* [Directive] Show each line of the data below that contains the word "instance". Only matches with the same case count.

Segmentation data
◆ ◆ ◆ ◆ ◆
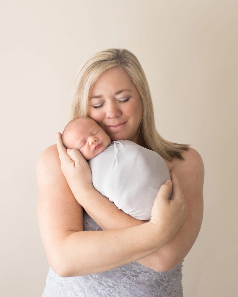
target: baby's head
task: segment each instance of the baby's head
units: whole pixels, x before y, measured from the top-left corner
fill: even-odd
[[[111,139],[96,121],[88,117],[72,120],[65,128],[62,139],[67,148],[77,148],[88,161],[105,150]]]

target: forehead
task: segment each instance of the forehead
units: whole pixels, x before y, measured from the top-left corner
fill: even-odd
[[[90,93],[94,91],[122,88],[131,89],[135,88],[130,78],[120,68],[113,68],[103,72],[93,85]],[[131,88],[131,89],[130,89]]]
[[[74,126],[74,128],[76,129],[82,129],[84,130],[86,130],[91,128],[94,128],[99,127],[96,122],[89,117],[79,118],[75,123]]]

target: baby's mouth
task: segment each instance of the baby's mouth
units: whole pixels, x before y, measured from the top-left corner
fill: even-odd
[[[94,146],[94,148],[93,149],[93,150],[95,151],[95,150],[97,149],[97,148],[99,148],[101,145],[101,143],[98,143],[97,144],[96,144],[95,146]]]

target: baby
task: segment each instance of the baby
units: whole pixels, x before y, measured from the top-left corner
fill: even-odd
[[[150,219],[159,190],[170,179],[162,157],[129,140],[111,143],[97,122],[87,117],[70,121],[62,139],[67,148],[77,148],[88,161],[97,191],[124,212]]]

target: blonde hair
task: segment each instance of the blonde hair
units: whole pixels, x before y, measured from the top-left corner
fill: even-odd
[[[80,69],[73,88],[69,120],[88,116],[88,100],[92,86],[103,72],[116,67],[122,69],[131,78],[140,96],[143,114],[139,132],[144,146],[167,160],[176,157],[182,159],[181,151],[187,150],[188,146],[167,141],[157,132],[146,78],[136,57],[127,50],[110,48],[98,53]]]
◆ ◆ ◆ ◆ ◆
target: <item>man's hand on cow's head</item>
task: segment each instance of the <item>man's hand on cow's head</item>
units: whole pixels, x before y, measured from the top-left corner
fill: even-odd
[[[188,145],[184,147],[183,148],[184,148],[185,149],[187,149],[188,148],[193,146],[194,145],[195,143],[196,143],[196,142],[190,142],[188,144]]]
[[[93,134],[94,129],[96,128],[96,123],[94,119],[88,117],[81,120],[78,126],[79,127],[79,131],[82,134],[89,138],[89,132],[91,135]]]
◆ ◆ ◆ ◆ ◆
* [Solution to this exercise]
task: segment each instance of the baby's head
task: segment each instance of the forehead
task: segment each instance of the baby's mouth
task: segment each instance of the baby
task: segment each instance of the blonde hair
task: segment each instance of the <item>man's hand on cow's head</item>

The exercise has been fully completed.